### TASK
Extract and copy each line from the records below that contains the string "open".
>> start
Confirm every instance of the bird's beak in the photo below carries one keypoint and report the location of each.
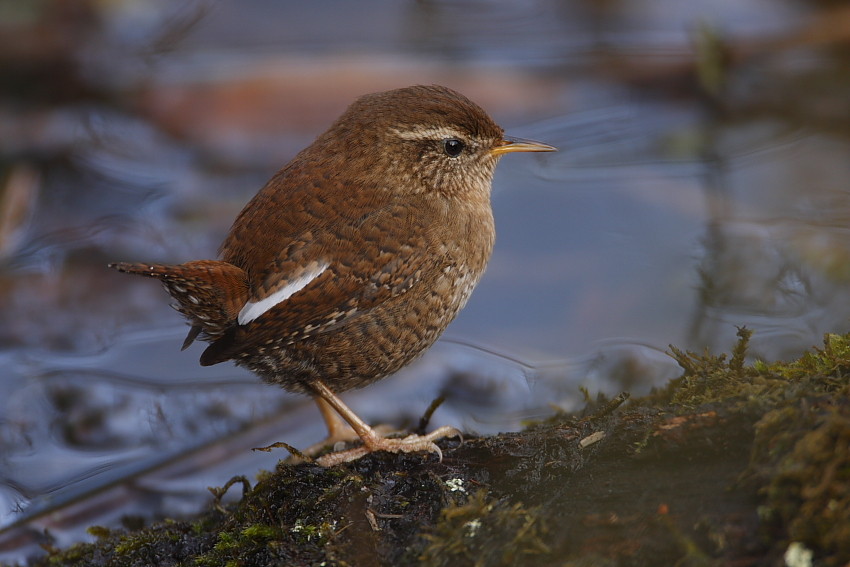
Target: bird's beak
(510, 144)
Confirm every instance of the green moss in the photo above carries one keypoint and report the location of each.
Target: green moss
(743, 458)
(465, 533)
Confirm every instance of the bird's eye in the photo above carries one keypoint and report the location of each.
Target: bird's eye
(453, 147)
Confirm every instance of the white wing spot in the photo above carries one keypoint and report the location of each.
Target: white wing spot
(254, 309)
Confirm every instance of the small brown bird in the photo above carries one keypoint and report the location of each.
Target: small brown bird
(355, 256)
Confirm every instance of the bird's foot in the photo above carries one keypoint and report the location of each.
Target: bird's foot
(374, 442)
(337, 438)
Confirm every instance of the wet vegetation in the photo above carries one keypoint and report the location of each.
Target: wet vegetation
(735, 462)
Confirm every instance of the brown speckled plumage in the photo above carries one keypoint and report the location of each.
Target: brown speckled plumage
(374, 235)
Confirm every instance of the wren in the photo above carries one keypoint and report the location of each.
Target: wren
(354, 257)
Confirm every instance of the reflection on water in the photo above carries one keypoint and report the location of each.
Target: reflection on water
(672, 214)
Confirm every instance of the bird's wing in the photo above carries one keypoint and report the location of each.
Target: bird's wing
(329, 274)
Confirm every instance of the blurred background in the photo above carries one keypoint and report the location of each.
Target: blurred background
(703, 183)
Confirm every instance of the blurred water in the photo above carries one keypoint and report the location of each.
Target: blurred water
(672, 214)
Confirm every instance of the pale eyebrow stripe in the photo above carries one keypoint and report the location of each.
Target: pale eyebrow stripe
(254, 309)
(428, 133)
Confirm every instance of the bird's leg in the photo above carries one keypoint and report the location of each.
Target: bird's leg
(373, 441)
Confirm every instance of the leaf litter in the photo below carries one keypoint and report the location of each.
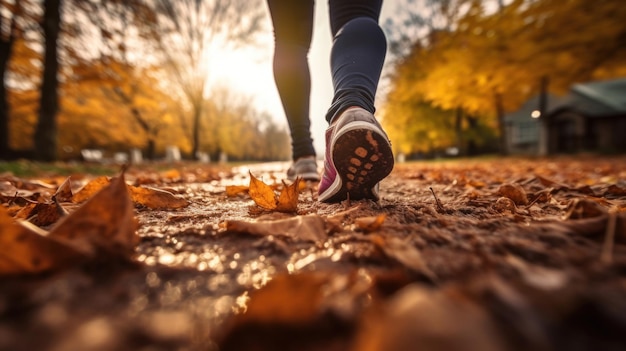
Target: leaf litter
(454, 257)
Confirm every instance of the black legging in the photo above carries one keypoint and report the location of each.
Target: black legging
(356, 60)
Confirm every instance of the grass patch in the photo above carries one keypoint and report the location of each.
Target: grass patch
(24, 168)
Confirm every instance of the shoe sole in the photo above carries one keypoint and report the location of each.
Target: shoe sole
(362, 157)
(313, 177)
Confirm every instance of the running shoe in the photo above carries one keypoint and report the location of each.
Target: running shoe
(358, 156)
(305, 168)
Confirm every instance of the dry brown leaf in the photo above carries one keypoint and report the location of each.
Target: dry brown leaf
(514, 192)
(25, 249)
(504, 204)
(404, 253)
(370, 224)
(265, 197)
(236, 190)
(105, 223)
(585, 208)
(418, 318)
(288, 199)
(615, 190)
(171, 175)
(90, 189)
(307, 228)
(551, 183)
(156, 198)
(262, 194)
(41, 214)
(304, 302)
(64, 192)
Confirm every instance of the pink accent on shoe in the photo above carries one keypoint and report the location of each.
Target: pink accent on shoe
(358, 156)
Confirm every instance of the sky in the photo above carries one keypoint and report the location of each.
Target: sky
(249, 72)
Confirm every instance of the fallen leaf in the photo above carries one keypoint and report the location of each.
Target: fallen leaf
(26, 249)
(41, 214)
(419, 318)
(262, 194)
(370, 224)
(103, 224)
(288, 199)
(90, 189)
(156, 198)
(235, 190)
(514, 192)
(265, 197)
(537, 276)
(584, 208)
(307, 228)
(505, 204)
(294, 307)
(64, 192)
(404, 253)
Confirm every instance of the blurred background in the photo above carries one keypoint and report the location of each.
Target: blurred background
(192, 79)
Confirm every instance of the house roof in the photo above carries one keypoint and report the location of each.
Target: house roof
(524, 113)
(592, 99)
(596, 99)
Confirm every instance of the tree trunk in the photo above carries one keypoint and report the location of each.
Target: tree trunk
(458, 130)
(195, 146)
(6, 46)
(46, 130)
(501, 125)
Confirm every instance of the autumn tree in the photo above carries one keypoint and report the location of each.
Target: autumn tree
(45, 132)
(188, 32)
(126, 72)
(7, 38)
(491, 56)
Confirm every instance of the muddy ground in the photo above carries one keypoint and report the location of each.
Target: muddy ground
(499, 254)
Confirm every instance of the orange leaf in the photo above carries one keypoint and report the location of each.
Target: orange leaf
(288, 199)
(156, 198)
(370, 224)
(25, 249)
(90, 189)
(262, 194)
(234, 190)
(105, 223)
(308, 228)
(64, 192)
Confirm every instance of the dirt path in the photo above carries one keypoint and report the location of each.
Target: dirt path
(478, 255)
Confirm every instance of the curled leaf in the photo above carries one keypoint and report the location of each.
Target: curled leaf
(235, 190)
(307, 228)
(514, 192)
(262, 194)
(105, 223)
(156, 198)
(288, 199)
(90, 189)
(26, 249)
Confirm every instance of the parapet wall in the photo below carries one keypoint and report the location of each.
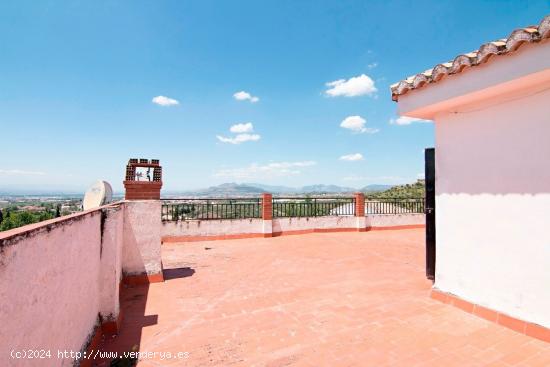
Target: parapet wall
(216, 229)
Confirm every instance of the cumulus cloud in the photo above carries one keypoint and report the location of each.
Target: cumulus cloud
(404, 120)
(274, 169)
(19, 172)
(353, 87)
(165, 101)
(357, 125)
(242, 128)
(239, 138)
(352, 157)
(245, 96)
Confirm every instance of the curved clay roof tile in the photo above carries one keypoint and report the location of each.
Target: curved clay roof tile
(518, 37)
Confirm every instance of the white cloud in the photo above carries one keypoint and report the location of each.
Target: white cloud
(357, 125)
(245, 96)
(404, 120)
(242, 128)
(352, 157)
(239, 138)
(165, 101)
(274, 169)
(18, 172)
(353, 87)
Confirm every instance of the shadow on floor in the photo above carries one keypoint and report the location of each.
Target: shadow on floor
(178, 273)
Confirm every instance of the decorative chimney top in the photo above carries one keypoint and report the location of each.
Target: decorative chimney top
(143, 179)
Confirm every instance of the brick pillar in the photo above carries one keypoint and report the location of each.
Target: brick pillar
(359, 204)
(143, 188)
(267, 206)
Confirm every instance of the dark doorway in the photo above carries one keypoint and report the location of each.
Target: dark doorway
(429, 174)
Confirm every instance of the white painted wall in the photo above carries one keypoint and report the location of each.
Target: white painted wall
(493, 205)
(300, 224)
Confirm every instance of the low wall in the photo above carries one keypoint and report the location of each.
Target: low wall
(393, 221)
(51, 287)
(197, 230)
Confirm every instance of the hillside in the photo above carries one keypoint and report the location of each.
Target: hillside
(407, 191)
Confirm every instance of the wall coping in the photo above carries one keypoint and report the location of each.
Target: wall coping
(12, 236)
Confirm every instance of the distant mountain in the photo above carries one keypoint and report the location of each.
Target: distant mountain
(376, 188)
(255, 189)
(327, 189)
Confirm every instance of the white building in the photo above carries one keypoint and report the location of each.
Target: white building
(491, 109)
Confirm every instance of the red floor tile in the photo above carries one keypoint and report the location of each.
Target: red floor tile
(331, 299)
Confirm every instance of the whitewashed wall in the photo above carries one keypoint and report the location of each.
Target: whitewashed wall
(212, 227)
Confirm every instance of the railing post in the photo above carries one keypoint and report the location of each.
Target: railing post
(267, 214)
(361, 221)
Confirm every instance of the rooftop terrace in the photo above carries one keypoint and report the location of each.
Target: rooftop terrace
(330, 299)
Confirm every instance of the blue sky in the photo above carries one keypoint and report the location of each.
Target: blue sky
(77, 82)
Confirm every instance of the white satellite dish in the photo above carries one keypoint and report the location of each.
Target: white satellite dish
(99, 194)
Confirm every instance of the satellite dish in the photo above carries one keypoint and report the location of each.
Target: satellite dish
(99, 194)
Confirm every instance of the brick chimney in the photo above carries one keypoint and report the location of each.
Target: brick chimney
(143, 179)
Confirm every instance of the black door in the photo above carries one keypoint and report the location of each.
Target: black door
(429, 159)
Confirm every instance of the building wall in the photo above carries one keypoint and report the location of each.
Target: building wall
(493, 205)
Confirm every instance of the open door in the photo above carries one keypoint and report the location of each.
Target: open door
(429, 174)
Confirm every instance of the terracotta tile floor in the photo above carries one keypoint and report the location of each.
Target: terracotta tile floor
(342, 299)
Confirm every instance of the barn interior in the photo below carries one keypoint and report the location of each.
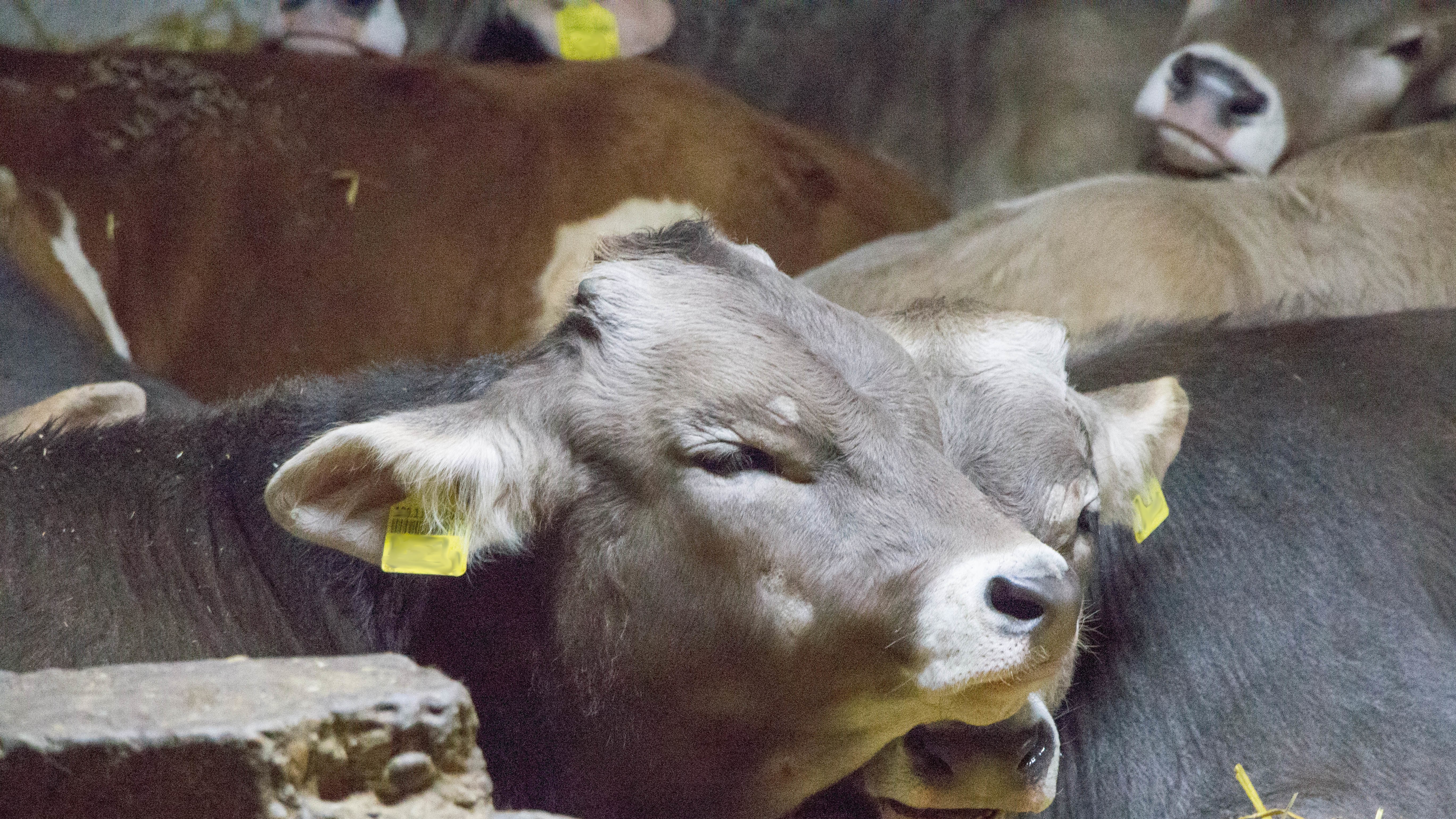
>> end
### THE RESULT
Confirm every instance of the open door in the photo above carries one keypoint and report the location of each.
Target: open door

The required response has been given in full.